→ What is required
Repeat the stretch of the T-maze tutorial from "## $ reaction_time: num 0.572" through "0.704 0.343 ...".

→ Extract provided
- - - - -

# load libraries
library(data.table)
library(ggplot2)
# clean work space
rm(list = ls())
# init colorscheme
COL <- c("#2271B2", "#E69F00", "#D55E00")
names(COL) <- c("blue", "orange", "red")
theme_set(
theme_minimal(base_size = 13) +
theme(
panel.grid.minor = element_blank(),
strip.text = element_text(face = "bold"),
legend.position = "bottom"
)
)
update_geom_defaults("point", list(size = 2))
update_geom_defaults("line", list(linewidth = 0.8))
In your final project you will:
This tutorial focuses on the second and third items.
A key idea for today:
Inference and study design can be done well or badly. Today you learn how to tell the difference.
We will use a rat T-maze dataset. In the maze, a rat can turn left or left at a T-junction, and one arm is baited with reward on the majority of trials. We compare two experiments that differ in which arm was baited more often.
d1 <- fread("data/experiment_1_summary.csv")
d2 <- fread("data/experiment_2_summary.csv")
str(d1)
## Classes 'data.table' and 'data.frame': 4800 obs. of 9 variables:
## $ experiment : chr "exp1" "exp1" "exp1" "exp1" ...
## $ rat_id : int 1 1 1 1 1 1 1 1 1 1 ...
## $ trial : int 1 2 3 4 5 6 7 8 9 10 ...
## $ cage_context : chr "mesh" "wood" "mesh" "mesh" ...
## $ scent : chr "none" "none" "none" "peppermint" ...
## $ choice : chr "L" "R" "L" "L" ...
## $ reward : int 1 0 1 1 1 1 0 1 1 1 ...
## $ reaction_time: num 0.572 0.936 0.457 0.446 0.2 ...
## $ maze_run_time: num 3.79 3.21 2.14 2.65 2.73 ...
## - attr(*, ".internal.selfref")=<externalptr>
str(d2)
## Classes 'data.table' and 'data.frame': 4800 obs. of 9 variables:
## $ experiment : chr "exp2" "exp2" "exp2" "exp2" ...
## $ rat_id : int 1 1 1 1 1 1 1 1 1 1 ...
## $ trial : int 1 2 3 4 5 6 7 8 9 10 ...
## $ cage_context : chr "wood" "mesh" "mesh" "mesh" ...
## $ scent : chr "peppermint" "peppermint" "none" "peppermint" ...
## $ choice : chr "L" "L" "R" "R" ...
## $ reward : int 0 0 1 0 0 0 0 1 1 1 ...
## $ reaction_time: num 0.872 0.302 0.486 0.704 0.343 ...
## $ maze_run_time: num 4.07 4.11 3.48 3.98 2.51 ...
## - attr(*, ".internal.selfref")=<externalptr>
Key variables:
rat_id — individual rat (1–24)trial — trial number (1–200)choice — “L” (left) or “R” (right)reward — 1 if rewarded, 0 otherwiseReward contingencies:
We compare the two experiments on the basis of each rat’s mean reward rate across all 200 trials.

- - - - -

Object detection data
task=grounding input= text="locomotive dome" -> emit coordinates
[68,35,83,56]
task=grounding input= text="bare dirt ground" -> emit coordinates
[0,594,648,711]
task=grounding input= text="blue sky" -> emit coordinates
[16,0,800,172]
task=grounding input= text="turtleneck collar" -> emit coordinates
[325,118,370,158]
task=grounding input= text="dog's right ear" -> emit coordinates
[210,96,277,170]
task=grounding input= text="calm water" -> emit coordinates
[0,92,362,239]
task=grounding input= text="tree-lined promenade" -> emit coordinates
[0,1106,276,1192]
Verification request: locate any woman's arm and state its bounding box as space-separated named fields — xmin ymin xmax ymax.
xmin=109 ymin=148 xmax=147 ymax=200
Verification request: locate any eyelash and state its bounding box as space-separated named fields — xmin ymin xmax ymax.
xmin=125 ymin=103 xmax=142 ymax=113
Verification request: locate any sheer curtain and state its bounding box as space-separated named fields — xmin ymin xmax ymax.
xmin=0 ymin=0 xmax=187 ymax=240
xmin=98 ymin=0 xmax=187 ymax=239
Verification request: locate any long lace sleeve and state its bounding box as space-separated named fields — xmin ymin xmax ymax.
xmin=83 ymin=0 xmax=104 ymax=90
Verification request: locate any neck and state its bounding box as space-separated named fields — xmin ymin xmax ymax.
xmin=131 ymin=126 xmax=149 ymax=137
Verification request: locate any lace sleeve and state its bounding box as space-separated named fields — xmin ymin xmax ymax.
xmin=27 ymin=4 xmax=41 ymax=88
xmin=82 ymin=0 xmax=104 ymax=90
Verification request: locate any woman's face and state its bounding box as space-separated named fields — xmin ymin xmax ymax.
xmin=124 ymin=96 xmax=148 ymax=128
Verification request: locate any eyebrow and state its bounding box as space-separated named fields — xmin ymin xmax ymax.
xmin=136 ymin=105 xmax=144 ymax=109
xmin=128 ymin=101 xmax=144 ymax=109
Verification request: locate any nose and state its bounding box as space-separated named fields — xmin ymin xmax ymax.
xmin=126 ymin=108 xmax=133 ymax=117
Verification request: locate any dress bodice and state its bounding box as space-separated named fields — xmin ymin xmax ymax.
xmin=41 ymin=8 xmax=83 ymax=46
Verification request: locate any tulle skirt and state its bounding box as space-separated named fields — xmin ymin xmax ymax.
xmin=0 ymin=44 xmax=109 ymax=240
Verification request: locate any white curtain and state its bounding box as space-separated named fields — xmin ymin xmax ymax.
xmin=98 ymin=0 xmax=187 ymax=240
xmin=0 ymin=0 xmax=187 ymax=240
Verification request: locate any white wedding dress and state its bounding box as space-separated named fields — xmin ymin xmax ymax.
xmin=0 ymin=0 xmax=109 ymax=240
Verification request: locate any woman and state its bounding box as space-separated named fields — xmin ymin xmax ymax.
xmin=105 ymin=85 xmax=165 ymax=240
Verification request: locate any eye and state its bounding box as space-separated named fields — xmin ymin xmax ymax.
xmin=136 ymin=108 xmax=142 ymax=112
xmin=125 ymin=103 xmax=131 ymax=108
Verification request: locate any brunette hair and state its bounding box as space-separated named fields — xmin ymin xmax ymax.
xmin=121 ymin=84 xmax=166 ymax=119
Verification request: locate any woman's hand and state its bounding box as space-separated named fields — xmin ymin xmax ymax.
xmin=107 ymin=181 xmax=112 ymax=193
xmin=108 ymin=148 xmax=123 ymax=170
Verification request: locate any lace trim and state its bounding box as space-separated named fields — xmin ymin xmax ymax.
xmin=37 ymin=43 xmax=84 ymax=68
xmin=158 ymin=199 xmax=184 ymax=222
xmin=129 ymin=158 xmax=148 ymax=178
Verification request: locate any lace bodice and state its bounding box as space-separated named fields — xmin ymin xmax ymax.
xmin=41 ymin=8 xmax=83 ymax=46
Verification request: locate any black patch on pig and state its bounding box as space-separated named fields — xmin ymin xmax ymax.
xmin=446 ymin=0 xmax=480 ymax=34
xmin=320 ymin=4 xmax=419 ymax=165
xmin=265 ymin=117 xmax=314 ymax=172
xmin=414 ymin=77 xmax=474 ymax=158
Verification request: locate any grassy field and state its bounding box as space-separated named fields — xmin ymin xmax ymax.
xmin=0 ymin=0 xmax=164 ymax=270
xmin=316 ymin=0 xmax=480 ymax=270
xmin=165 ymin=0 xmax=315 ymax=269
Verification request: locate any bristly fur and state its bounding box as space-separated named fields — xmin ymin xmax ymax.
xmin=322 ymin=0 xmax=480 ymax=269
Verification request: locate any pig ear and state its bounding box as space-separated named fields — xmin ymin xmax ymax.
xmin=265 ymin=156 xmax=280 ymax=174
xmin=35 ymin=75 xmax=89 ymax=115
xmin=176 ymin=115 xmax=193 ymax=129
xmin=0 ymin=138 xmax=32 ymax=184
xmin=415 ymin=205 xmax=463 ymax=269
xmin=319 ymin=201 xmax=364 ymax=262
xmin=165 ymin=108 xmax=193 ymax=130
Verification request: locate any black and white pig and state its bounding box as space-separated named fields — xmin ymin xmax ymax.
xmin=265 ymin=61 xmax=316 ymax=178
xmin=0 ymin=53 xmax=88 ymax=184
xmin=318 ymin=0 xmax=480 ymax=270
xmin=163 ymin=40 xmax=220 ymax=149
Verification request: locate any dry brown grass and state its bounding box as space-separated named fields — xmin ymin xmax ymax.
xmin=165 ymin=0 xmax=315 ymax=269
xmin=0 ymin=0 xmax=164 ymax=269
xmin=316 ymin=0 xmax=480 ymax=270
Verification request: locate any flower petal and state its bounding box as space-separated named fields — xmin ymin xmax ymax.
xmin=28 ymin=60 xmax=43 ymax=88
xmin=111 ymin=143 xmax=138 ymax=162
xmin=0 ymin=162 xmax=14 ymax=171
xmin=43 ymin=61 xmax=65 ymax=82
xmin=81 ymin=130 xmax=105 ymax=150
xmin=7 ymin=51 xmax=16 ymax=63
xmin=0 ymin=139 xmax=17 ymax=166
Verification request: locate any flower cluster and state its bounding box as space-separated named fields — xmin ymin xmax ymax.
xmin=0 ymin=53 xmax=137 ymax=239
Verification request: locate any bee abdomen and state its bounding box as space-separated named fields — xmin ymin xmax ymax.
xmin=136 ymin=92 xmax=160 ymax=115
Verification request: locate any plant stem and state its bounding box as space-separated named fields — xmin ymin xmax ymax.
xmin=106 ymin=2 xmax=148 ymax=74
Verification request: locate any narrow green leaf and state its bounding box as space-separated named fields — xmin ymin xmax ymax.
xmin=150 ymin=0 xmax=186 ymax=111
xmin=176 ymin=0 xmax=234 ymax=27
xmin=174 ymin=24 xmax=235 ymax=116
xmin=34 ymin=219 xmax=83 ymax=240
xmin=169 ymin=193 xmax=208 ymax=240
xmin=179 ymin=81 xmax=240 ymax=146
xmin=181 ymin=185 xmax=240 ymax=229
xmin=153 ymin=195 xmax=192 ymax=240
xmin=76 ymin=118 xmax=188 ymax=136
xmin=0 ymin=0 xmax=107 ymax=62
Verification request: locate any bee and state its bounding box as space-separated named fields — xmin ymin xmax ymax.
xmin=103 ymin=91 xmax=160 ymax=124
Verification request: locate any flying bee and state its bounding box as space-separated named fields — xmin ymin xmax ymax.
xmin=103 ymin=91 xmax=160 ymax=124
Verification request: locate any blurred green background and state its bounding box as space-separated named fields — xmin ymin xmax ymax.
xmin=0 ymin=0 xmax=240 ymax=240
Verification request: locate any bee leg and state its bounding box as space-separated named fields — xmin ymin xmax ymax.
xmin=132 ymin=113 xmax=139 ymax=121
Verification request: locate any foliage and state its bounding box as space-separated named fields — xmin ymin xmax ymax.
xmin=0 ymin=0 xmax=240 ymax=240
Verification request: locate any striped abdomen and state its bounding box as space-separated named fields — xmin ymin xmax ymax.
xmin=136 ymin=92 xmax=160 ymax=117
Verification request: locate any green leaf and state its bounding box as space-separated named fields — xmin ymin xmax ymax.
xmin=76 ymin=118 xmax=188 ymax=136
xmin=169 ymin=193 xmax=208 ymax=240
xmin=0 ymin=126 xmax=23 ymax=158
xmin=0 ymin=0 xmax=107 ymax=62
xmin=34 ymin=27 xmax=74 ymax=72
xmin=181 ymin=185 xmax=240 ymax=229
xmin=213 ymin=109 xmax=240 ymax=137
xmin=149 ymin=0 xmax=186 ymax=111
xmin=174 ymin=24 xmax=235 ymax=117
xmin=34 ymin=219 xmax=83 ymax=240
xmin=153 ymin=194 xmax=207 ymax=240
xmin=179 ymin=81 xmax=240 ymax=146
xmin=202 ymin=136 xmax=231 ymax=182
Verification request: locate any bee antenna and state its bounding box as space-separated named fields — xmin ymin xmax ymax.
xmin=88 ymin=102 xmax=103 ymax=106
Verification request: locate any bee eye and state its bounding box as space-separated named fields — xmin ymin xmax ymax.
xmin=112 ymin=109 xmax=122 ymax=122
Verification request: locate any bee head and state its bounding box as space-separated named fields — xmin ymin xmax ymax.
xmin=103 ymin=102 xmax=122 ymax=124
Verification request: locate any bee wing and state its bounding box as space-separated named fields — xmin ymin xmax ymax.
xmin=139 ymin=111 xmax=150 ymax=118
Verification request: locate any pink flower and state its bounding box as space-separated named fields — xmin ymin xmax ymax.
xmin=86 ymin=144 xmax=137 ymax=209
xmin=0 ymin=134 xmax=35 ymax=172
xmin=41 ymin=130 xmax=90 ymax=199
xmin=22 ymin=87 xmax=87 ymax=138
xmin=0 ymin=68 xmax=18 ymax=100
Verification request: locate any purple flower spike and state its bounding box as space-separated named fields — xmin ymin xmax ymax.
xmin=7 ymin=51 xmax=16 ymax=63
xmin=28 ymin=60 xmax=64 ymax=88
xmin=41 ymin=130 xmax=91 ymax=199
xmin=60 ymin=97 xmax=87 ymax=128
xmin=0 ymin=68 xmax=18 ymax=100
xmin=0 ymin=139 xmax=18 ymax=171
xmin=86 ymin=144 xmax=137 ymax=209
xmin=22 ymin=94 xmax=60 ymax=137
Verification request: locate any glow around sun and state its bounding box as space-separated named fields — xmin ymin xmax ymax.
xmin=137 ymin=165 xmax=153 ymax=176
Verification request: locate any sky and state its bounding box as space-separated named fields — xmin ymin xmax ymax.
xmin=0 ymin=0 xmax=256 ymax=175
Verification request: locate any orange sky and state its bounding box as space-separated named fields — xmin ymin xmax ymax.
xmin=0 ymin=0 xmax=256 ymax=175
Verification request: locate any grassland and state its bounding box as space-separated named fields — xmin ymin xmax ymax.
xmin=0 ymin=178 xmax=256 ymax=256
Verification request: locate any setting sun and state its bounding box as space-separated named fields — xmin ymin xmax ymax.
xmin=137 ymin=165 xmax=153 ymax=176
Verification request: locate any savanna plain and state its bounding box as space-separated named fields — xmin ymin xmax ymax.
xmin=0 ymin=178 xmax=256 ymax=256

- - - - -

→ Written answer
## $ reaction_time: num 0.572 0.936 0.457 0.446 0.2 ...
## $ maze_run_time: num 3.79 3.21 2.14 2.65 2.73 ...
## - attr(*, ".internal.selfref")=<externalptr>
str(d2)
## Classes 'data.table' and 'data.frame': 4800 obs. of 9 variables:
## $ experiment : chr "exp2" "exp2" "exp2" "exp2" ...
## $ rat_id : int 1 1 1 1 1 1 1 1 1 1 ...
## $ trial : int 1 2 3 4 5 6 7 8 9 10 ...
## $ cage_context : chr "wood" "mesh" "mesh" "mesh" ...
## $ scent : chr "peppermint" "peppermint" "none" "peppermint" ...
## $ choice : chr "L" "L" "R" "R" ...
## $ reward : int 0 0 1 0 0 0 0 1 1 1 ...
## $ reaction_time: num 0.872 0.302 0.486 0.704 0.343 ...